**Request**
Revise the records below by changing every occurrence of "on its own line" to "on a separate line", and keep every other character as it is.
■ ■ ■ ■ ■ ■ ■
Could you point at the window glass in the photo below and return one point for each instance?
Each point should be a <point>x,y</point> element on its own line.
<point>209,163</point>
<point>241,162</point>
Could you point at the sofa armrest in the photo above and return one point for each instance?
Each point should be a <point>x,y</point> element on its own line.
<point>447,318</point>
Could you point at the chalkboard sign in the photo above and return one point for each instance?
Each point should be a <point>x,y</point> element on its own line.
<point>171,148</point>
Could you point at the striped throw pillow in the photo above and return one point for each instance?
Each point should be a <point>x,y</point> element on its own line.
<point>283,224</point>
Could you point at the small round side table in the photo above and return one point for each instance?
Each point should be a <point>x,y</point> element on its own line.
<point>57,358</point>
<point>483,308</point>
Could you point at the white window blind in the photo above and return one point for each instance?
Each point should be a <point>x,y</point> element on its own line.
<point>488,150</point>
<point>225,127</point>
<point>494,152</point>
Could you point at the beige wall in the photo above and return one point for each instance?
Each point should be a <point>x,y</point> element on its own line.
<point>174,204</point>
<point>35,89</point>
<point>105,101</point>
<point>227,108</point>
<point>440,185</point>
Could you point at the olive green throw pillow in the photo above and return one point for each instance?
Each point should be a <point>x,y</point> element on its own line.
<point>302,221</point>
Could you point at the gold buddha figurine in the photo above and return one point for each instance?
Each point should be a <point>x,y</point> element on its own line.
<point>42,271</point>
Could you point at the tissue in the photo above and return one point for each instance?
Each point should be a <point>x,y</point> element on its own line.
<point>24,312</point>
■ ■ ■ ■ ■ ■ ■
**Reply**
Could you point at the window glass in the photo below and return one point for each instance?
Each point should be a <point>x,y</point> element on a separate line.
<point>209,163</point>
<point>241,162</point>
Could you point at the sofa armrest in the photo above and return one point for each instance?
Each point should be a <point>x,y</point> element on a separate line.
<point>447,318</point>
Could you point at the chalkboard sign in the photo above and return one point for each instance?
Each point should be a <point>x,y</point> element on a separate line.
<point>171,148</point>
Could you point at the striped throw pillow in the photo above and return one point for each instance?
Each point should be a <point>x,y</point> element on a separate line.
<point>283,224</point>
Could you point at the small round side table in the photo above and return one point for each instance?
Each point should be a <point>x,y</point> element on a separate line.
<point>57,358</point>
<point>483,308</point>
Could you point at the white window blind in the photo above and return one point for each instance?
Each point should be a <point>x,y</point> element on a separate line.
<point>488,150</point>
<point>225,127</point>
<point>494,152</point>
Could you point at the beige wall in the photo above and return one point for each instance?
Each point should be a <point>x,y</point> element on a separate line.
<point>174,204</point>
<point>35,89</point>
<point>105,101</point>
<point>227,108</point>
<point>440,185</point>
Could you point at the olive green throw pillow in the photo above and return one point for each instance?
Each point should be a <point>x,y</point> element on a separate line.
<point>302,221</point>
Could you point at the gold buddha figurine in the photo above and return one point for each instance?
Each point should be a <point>x,y</point> element on a separate line.
<point>42,271</point>
Could you point at the tissue in the photo above and return one point for each instance?
Each point should be a <point>x,y</point> element on a separate line.
<point>24,312</point>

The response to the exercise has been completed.